### Phrase grounding data:
________________
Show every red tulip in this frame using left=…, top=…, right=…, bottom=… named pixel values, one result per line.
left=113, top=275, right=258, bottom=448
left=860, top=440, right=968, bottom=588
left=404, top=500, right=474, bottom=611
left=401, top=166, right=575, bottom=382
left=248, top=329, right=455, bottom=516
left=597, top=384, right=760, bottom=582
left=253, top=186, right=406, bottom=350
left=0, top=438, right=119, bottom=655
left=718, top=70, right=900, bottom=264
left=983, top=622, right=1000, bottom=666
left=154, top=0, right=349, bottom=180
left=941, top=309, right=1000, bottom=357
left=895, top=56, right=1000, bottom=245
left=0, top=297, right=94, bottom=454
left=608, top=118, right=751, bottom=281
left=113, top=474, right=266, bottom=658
________________
### PROBLEM TO SOLVE:
Return all of the data precisely as it appears.

### OUTPUT OF THE TASK:
Show every red tulip in this frame using left=…, top=…, right=…, bottom=… named pixel values, one result per line.
left=113, top=275, right=258, bottom=448
left=860, top=440, right=968, bottom=588
left=404, top=500, right=474, bottom=611
left=401, top=166, right=575, bottom=382
left=248, top=329, right=455, bottom=516
left=597, top=384, right=760, bottom=582
left=253, top=186, right=406, bottom=350
left=0, top=438, right=119, bottom=655
left=718, top=70, right=900, bottom=264
left=983, top=622, right=1000, bottom=666
left=154, top=0, right=349, bottom=180
left=941, top=309, right=1000, bottom=357
left=895, top=56, right=1000, bottom=245
left=0, top=297, right=94, bottom=454
left=608, top=118, right=751, bottom=281
left=113, top=474, right=266, bottom=658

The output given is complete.